_Records_
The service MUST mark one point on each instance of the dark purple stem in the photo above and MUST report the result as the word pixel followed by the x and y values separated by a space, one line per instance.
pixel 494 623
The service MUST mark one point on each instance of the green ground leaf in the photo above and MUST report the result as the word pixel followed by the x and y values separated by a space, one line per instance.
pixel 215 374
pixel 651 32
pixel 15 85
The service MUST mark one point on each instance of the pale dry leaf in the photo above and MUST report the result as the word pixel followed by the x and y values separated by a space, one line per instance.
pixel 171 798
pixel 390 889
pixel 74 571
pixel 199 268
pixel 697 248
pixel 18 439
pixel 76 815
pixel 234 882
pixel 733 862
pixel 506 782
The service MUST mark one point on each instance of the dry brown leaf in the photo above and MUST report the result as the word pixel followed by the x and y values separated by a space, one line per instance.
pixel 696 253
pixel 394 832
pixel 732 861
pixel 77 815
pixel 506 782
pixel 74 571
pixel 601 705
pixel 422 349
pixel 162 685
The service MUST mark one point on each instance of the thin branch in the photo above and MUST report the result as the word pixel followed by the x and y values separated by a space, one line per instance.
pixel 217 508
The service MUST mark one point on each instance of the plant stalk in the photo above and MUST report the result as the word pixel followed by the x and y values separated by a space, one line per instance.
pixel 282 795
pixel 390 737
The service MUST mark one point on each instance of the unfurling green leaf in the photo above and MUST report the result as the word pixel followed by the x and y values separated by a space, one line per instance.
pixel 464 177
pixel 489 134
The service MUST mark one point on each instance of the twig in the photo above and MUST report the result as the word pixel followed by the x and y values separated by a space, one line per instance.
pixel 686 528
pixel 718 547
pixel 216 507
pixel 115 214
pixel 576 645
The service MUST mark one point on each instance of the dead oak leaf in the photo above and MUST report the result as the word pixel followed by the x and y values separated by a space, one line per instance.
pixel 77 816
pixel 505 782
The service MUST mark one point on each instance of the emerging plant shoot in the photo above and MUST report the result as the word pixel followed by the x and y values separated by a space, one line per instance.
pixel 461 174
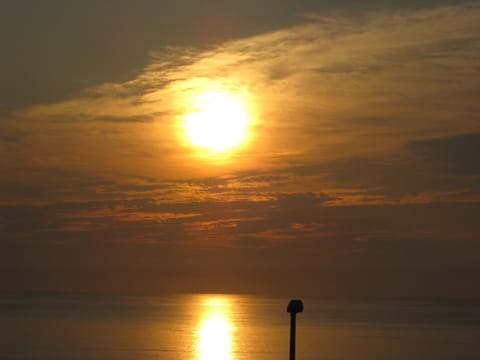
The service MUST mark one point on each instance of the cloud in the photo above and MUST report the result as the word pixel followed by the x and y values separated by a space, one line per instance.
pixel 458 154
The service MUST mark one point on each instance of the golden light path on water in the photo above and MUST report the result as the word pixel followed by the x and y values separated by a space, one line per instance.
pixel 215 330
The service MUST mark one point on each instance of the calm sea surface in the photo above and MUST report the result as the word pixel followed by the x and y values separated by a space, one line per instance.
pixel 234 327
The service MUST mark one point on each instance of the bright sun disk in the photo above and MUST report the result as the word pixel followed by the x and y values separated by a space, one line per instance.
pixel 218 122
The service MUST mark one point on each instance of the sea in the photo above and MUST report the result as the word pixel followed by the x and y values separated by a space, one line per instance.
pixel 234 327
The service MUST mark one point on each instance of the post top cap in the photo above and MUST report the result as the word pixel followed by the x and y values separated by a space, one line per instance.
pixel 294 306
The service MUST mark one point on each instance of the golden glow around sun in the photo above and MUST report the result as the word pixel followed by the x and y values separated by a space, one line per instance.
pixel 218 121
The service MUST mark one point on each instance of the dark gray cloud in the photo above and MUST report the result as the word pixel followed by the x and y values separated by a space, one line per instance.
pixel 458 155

_Exercise brief_
Quote only the lines from the one containing "the dark gray" through the final line of the records, with both ends included.

_Exercise response_
The service MUST mark one point on each instance of the dark gray cloud in the photo above and MUST report the result as the word pixel followed by the x and y values separated by a space, one line per instance.
pixel 458 155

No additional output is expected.